Please print the whole listing again, exactly as shown.

-- Source data follows --

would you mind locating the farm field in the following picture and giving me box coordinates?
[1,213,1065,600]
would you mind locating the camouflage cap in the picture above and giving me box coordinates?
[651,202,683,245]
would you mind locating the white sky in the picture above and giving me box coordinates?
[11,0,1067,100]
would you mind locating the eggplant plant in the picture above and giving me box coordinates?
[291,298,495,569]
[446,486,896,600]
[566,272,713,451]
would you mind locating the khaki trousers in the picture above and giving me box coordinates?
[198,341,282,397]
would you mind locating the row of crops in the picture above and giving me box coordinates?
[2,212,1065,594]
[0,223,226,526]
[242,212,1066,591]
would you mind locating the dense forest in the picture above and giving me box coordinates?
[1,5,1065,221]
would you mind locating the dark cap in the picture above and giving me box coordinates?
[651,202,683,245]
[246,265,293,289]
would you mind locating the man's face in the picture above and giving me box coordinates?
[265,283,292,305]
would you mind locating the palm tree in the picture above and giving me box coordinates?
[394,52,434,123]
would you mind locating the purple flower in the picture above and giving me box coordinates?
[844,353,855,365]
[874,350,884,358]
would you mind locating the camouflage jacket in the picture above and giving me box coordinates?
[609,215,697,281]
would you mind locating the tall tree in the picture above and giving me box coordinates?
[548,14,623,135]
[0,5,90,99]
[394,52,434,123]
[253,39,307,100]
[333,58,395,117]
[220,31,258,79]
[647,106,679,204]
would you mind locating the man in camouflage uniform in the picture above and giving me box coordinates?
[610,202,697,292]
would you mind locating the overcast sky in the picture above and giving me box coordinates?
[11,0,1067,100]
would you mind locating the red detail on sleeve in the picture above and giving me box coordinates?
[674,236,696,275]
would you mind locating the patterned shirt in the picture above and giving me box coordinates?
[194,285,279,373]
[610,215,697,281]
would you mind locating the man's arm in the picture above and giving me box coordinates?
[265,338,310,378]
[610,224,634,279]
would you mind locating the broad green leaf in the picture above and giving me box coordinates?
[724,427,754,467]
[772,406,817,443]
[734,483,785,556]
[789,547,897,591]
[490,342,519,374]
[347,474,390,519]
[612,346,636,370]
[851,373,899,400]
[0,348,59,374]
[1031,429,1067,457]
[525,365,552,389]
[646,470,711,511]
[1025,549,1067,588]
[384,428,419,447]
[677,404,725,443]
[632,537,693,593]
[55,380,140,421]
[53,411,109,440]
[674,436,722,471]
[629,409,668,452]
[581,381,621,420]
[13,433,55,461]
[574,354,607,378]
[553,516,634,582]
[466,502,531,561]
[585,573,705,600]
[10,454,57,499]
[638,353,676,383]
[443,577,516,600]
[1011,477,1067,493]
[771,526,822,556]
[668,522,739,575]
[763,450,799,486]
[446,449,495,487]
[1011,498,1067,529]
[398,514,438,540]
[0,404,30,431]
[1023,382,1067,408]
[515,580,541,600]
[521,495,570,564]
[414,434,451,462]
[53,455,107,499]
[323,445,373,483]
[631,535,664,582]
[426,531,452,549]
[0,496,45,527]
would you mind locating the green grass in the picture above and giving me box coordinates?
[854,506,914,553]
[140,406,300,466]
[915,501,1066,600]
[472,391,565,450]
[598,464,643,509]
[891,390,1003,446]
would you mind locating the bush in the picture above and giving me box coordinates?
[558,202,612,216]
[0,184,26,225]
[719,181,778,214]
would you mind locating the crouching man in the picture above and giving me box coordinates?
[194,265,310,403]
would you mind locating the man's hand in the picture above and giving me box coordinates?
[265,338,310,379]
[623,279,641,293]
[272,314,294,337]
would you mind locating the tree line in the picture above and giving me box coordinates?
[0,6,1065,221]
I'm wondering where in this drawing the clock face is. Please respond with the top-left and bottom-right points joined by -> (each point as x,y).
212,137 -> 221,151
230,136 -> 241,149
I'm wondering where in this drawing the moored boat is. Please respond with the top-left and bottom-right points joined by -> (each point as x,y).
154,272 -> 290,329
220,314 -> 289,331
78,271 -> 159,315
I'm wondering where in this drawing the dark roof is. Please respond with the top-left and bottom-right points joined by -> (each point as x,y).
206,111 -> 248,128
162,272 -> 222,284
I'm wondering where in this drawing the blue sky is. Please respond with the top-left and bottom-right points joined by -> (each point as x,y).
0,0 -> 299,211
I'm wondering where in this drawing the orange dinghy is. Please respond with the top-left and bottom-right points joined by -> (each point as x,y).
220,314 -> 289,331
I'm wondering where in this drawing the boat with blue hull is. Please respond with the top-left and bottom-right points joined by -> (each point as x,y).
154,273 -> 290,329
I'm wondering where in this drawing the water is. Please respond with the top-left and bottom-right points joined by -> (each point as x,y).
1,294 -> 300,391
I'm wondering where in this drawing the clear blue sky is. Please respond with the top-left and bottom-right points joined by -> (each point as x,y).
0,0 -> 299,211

-- Source data concluded --

Task result:
would you mind locating the farm field in the following picture and giving me box coordinates?
[1,213,1065,600]
would you mind locating the camouflage cap in the picture above and giving me box coordinates?
[651,202,683,245]
would you mind locating the white sky in the picture above and giving me box coordinates?
[11,0,1067,100]
would you mind locating the eggplant plant in the picture above and giving me box coordinates?
[291,298,495,569]
[446,486,896,600]
[566,272,713,451]
would you mind locating the khaki trousers in the picture above and giving me box coordinates?
[198,341,282,397]
would you mind locating the row of crops in the picture above and giving me box coordinates?
[2,212,1065,594]
[0,223,226,526]
[242,212,1066,591]
would you mind locating the dense forest in the picture above and giving me box coordinates?
[1,5,1065,221]
would you mind locating the dark cap in the picture above and giving me box coordinates?
[651,202,683,245]
[246,265,293,289]
would you mind locating the man's face in the picture above and giving me box coordinates?
[265,283,292,305]
would you mind locating the palm tree in the picture above and giving me box coordinates?
[394,52,434,123]
would you mind locating the purple flower in the picture above and giving me box coordinates?
[844,353,855,365]
[874,350,884,358]
would you mind locating the camouflage jacket in the picture above and giving me box coordinates?
[609,215,697,281]
would you mind locating the tall tree in the picture above and giving me box coordinates?
[548,14,623,135]
[0,5,90,99]
[394,52,434,123]
[253,39,307,100]
[333,58,395,117]
[220,31,258,79]
[647,106,679,204]
would you mind locating the man in camouflage uniform in the picture above and giving me box coordinates?
[610,202,697,292]
would you mind locating the overcast sky in the picture above and giving me box coordinates?
[11,0,1067,100]
would you mind locating the red detail on sleeve in the picture above and giving me box coordinates?
[674,236,696,275]
would you mind locating the patterned shirt in the picture above and giving me box coordinates?
[194,285,279,373]
[610,215,697,281]
would you mind locating the man's arm in the picture above and giving me box coordinates?
[265,338,310,378]
[610,224,634,279]
would you mind locating the broad green leaf in the picture above and giving me box coordinates?
[724,427,754,467]
[772,406,817,443]
[734,483,785,556]
[789,547,897,591]
[490,342,519,374]
[347,474,390,519]
[612,346,636,370]
[851,373,899,400]
[0,348,59,374]
[1031,429,1067,457]
[525,365,552,389]
[646,470,711,511]
[1025,549,1067,588]
[384,428,419,447]
[677,404,725,443]
[632,537,693,593]
[55,380,140,421]
[53,411,109,440]
[674,436,722,471]
[629,409,668,452]
[581,381,621,420]
[13,433,55,461]
[574,354,607,378]
[553,516,634,582]
[466,502,531,561]
[585,573,705,600]
[10,454,57,499]
[638,353,676,383]
[443,577,516,600]
[1011,477,1067,493]
[771,526,822,556]
[668,522,739,575]
[763,450,799,486]
[446,449,495,487]
[1011,498,1067,529]
[398,514,438,540]
[0,404,30,431]
[1023,382,1067,408]
[515,580,541,600]
[521,495,570,564]
[414,434,451,462]
[53,455,107,499]
[323,445,373,483]
[631,535,664,582]
[426,531,452,549]
[0,496,45,527]
would you mind locating the green grass in the picture above and giving me box coordinates?
[854,506,914,553]
[140,406,300,466]
[915,501,1066,600]
[472,391,565,450]
[598,464,643,509]
[891,390,1003,446]
would you mind locating the bush in the picture above and giving me box coordinates?
[558,202,612,216]
[0,184,26,225]
[719,181,778,214]
would you mind locating the crouching man in the picture above and giving me box coordinates?
[194,265,310,403]
would you mind locating the man's hand in the picture above and giving me box coordinates?
[265,338,310,379]
[623,279,641,293]
[272,314,294,337]
would you mind locating the tree line in the picture above and giving me box coordinates?
[0,6,1065,221]
I'm wondering where in this drawing the clock face is. Please respond with the top-left and bottom-right points joined by -> (each point as x,y).
212,137 -> 221,151
230,136 -> 241,149
I'm wondering where in this drawing the moored boat is. Please respond with the top-left and bottom-right points joined by -> (each point as x,y).
154,272 -> 290,329
220,314 -> 289,331
78,271 -> 159,315
I'm wondering where in this drawing the dark roof is. Please respond with the top-left and bottom-right points joined by -> (each point as x,y).
206,111 -> 248,128
162,272 -> 222,284
I'm wondering where in this drawing the blue sky is. Please respond with the top-left and bottom-right points joined by -> (each point as x,y).
0,0 -> 299,211
I'm wondering where in this drawing the orange dinghy is. Please respond with the top-left and bottom-right points joined by -> (each point as x,y).
220,314 -> 289,331
I'm wondering where in this drawing the boat with blue hull is. Please respond with the top-left and bottom-right points joined by -> (each point as x,y).
154,273 -> 290,329
I'm wondering where in this drawing the water is. Please respond with the top-left and bottom-right points joined by -> (each point as x,y).
1,294 -> 300,391
I'm wondering where in this drawing the clear blue sky is. Please respond with the top-left and bottom-right points joined by -> (each point as x,y).
0,0 -> 299,211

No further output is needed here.